Start of Information given

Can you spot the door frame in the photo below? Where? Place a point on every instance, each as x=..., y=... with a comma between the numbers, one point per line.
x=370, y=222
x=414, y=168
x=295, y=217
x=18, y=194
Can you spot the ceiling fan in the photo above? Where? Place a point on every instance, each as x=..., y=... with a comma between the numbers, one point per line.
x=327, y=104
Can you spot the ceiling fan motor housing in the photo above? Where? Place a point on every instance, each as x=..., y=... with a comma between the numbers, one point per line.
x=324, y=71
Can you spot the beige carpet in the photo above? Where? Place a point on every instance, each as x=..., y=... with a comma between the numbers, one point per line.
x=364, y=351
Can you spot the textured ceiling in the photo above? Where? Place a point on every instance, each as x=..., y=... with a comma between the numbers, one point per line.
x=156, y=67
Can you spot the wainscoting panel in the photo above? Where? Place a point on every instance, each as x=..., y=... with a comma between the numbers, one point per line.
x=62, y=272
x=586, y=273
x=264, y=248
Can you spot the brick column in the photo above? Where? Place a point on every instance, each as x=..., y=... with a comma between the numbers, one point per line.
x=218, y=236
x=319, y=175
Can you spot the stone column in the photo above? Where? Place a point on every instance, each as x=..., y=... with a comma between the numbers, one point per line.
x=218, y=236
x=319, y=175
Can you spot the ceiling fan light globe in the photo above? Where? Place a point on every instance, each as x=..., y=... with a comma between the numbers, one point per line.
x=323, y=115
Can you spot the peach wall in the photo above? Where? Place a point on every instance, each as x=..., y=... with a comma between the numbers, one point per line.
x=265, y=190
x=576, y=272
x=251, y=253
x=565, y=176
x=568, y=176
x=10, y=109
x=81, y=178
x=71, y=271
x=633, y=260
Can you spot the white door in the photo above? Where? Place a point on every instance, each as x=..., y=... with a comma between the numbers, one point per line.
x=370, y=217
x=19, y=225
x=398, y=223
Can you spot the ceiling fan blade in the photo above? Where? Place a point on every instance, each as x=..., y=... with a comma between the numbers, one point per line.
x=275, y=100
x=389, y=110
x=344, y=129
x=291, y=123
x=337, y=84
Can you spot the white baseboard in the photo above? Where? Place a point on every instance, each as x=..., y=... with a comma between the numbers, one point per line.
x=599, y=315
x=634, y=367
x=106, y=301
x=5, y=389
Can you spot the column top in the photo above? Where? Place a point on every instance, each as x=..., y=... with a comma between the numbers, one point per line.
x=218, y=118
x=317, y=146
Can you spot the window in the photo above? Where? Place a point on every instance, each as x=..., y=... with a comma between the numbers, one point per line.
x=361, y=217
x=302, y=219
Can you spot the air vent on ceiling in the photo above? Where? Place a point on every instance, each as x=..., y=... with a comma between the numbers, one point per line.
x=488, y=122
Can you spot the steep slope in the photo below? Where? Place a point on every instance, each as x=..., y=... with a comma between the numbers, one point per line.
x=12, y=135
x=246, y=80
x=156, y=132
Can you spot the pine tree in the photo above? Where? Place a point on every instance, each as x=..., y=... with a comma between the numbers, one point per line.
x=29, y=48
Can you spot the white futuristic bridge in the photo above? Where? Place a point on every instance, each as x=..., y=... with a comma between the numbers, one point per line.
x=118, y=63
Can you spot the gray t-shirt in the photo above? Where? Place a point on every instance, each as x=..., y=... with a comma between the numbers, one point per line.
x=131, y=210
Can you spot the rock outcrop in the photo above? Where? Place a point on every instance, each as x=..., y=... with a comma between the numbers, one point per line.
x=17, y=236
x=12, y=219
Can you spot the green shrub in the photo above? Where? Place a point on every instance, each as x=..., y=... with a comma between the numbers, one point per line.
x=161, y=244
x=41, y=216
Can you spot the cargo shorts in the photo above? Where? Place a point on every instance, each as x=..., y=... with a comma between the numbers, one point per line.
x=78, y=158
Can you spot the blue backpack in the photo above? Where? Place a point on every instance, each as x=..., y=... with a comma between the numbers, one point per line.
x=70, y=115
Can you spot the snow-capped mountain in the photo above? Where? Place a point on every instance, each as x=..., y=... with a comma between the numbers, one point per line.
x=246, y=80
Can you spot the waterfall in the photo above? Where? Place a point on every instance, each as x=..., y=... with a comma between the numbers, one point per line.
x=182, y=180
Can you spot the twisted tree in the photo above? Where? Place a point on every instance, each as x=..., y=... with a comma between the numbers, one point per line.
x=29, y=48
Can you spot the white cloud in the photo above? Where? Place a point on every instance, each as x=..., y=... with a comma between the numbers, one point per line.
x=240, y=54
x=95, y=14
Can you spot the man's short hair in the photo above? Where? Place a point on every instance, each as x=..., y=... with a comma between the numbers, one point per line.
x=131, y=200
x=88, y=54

End of Information given

*Directions*.
Please convert everything from the start of the records down to the line containing "x=324, y=71", including that line, into a Markdown table with the columns Row and Line, numbering each row and leaving out blank lines.

*Finished exercise*.
| Row | Line |
|---|---|
| 1 | Can you spot the door frame in the photo below? Where? Place a point on every instance, each as x=..., y=... with a comma between the numbers, one point per line. |
| 2 | x=370, y=222 |
| 3 | x=414, y=168 |
| 4 | x=295, y=217 |
| 5 | x=18, y=194 |
| 6 | Can you spot the ceiling fan in the photo above? Where? Place a point on every instance, each as x=..., y=... with a comma between the numbers, one point per line. |
| 7 | x=327, y=104 |
| 8 | Can you spot the ceiling fan motor housing in the photo above? Where? Place a point on every instance, each as x=..., y=... with a comma between the numbers, one point per line. |
| 9 | x=324, y=71 |